[Exercise directions]
Please output the lines of the listing as a JSON list of strings, one string per line and blank lines omitted, starting at the line containing "draw the outline of the pink headphone" and ending at the last line of the listing.

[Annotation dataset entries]
-- Begin --

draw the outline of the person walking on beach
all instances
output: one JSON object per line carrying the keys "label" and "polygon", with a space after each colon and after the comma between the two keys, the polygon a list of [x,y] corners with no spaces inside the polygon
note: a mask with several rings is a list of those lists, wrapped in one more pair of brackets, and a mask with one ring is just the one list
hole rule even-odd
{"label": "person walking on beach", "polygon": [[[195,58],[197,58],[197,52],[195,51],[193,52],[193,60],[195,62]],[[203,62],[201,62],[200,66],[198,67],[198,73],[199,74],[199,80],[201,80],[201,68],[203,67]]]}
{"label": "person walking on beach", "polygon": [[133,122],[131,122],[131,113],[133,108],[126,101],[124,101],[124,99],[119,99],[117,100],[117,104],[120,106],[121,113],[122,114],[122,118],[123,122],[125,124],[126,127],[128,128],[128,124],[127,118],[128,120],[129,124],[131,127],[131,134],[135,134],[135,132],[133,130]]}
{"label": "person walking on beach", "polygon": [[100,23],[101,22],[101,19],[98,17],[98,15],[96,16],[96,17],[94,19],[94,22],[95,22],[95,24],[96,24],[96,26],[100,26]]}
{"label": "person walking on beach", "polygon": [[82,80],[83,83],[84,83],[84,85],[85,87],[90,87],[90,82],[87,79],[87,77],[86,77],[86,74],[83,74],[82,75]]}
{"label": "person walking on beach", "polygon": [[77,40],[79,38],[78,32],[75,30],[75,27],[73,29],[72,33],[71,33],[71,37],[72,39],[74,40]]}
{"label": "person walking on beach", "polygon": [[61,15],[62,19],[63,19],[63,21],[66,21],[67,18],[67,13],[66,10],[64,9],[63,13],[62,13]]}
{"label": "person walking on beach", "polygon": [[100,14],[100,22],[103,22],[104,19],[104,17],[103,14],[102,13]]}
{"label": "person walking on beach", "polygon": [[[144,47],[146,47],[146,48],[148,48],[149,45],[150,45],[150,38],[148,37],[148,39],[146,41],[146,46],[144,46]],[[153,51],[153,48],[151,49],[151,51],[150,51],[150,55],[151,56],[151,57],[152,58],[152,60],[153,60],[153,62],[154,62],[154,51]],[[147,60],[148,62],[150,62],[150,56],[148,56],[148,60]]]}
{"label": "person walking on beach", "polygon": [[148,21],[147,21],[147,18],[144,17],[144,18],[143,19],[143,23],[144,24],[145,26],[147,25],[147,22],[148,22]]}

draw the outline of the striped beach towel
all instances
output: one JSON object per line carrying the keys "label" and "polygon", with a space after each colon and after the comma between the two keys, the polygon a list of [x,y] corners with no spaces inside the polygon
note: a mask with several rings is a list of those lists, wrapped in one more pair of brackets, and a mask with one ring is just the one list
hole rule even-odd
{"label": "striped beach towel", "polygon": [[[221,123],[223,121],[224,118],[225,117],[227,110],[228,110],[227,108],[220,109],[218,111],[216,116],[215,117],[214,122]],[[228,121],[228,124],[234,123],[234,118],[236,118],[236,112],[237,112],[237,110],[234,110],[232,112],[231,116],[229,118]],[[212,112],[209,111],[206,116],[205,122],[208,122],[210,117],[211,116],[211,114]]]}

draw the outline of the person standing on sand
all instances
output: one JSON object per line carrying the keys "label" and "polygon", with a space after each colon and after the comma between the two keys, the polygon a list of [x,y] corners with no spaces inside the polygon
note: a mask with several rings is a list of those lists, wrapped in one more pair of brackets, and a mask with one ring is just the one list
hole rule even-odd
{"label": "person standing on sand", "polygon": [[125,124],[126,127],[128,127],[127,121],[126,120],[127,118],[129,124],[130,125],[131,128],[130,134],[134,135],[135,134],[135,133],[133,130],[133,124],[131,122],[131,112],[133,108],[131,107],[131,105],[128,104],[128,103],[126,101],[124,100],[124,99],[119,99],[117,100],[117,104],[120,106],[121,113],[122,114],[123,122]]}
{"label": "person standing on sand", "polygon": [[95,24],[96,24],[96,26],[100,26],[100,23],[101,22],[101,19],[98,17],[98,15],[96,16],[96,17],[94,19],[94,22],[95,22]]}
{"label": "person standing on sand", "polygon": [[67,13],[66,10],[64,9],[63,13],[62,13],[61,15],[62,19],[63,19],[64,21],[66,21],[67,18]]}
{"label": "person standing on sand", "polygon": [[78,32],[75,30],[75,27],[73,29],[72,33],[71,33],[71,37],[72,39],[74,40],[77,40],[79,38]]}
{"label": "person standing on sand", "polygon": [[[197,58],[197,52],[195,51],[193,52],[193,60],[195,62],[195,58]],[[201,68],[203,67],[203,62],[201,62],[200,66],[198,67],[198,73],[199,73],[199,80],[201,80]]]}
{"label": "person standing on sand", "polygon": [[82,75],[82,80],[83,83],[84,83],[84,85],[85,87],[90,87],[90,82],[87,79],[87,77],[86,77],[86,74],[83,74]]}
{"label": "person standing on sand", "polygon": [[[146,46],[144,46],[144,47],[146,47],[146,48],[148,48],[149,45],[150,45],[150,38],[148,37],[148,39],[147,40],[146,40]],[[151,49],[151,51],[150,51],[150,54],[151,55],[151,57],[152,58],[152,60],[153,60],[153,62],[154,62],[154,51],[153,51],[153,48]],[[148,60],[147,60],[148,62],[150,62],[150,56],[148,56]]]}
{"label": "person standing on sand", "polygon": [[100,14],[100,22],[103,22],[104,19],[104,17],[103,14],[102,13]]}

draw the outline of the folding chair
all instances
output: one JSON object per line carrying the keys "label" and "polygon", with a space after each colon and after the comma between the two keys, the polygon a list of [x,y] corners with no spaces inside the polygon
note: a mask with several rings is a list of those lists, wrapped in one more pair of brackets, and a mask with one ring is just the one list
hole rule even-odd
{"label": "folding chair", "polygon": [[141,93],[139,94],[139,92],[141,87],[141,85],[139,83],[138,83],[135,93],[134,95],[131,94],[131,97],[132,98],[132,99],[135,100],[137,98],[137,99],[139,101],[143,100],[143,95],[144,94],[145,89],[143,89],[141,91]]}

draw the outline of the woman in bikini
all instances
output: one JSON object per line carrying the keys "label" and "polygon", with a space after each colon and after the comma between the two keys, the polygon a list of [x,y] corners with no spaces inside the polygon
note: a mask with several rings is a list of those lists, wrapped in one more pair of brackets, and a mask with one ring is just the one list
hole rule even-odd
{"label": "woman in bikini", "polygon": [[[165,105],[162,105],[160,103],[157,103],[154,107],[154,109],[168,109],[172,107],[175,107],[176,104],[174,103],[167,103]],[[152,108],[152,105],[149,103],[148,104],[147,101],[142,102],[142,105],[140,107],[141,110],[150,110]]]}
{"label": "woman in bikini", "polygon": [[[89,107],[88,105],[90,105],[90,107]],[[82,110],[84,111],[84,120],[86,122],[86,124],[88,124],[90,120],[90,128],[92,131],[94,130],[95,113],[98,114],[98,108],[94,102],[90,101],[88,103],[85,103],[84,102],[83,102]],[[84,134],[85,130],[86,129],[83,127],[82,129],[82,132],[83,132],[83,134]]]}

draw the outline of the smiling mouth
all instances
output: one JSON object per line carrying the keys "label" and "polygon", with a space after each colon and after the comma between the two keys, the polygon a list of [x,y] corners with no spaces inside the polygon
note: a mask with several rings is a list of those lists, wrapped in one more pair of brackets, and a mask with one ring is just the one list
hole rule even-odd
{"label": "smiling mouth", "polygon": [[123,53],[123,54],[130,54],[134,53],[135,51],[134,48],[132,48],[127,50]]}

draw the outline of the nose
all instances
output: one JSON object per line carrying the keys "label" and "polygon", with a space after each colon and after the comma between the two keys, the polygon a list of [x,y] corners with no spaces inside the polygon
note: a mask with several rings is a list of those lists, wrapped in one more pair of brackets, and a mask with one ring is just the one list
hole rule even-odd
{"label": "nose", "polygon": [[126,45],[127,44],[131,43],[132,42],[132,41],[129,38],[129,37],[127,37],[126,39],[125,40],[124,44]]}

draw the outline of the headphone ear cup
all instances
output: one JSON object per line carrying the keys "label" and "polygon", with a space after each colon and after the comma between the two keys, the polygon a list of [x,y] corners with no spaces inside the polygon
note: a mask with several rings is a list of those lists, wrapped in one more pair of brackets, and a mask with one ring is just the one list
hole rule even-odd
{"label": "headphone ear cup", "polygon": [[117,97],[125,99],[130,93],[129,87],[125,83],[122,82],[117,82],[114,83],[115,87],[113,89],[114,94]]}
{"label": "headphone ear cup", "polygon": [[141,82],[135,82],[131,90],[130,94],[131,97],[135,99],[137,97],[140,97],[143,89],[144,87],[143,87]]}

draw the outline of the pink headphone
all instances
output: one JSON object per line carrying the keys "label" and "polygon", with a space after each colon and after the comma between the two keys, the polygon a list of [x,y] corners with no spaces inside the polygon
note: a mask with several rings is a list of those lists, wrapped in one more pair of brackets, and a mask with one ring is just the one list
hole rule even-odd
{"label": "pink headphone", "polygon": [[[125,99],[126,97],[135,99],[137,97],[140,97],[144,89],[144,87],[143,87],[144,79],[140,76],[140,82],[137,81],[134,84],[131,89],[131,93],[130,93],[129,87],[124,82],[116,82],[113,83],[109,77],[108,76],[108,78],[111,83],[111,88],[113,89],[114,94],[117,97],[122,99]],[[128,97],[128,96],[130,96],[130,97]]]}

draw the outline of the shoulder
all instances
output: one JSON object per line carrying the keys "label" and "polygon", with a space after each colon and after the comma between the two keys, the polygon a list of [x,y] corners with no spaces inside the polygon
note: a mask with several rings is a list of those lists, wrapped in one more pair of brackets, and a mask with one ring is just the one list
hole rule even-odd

-- End --

[Full output]
[
  "draw the outline of the pink headphone",
  "all instances",
  "output: one JSON object per line carrying the keys \"label\" and \"polygon\", with a space after each colon and after the comma between the two keys, the polygon a list of [x,y] corners with no spaces inside the polygon",
  "note: a mask with several rings is a list of those lists, wrapped in one more pair of brackets, and a mask with one ring is just the one list",
  "hole rule even-odd",
  "{\"label\": \"pink headphone\", \"polygon\": [[[125,99],[126,97],[135,99],[137,97],[140,97],[144,89],[144,87],[143,87],[144,79],[140,76],[140,82],[137,81],[134,84],[131,89],[131,93],[130,93],[129,87],[124,82],[116,82],[113,83],[109,77],[108,76],[108,78],[111,83],[111,88],[113,89],[114,94],[117,97],[122,99]],[[128,97],[128,96],[130,96],[130,97]]]}",
  "draw the outline of the shoulder",
  "all instances",
  "output: one JSON object per line carrying the keys \"label\" and \"polygon\", with a space after each colon and after the comma between the two keys, the polygon a list of [x,y] corners with no spaces inside the polygon",
  "note: a mask with several rings is a list of those lists, wrapped in one more pair of brackets, and a mask with one ring is just the one list",
  "hole rule even-odd"
]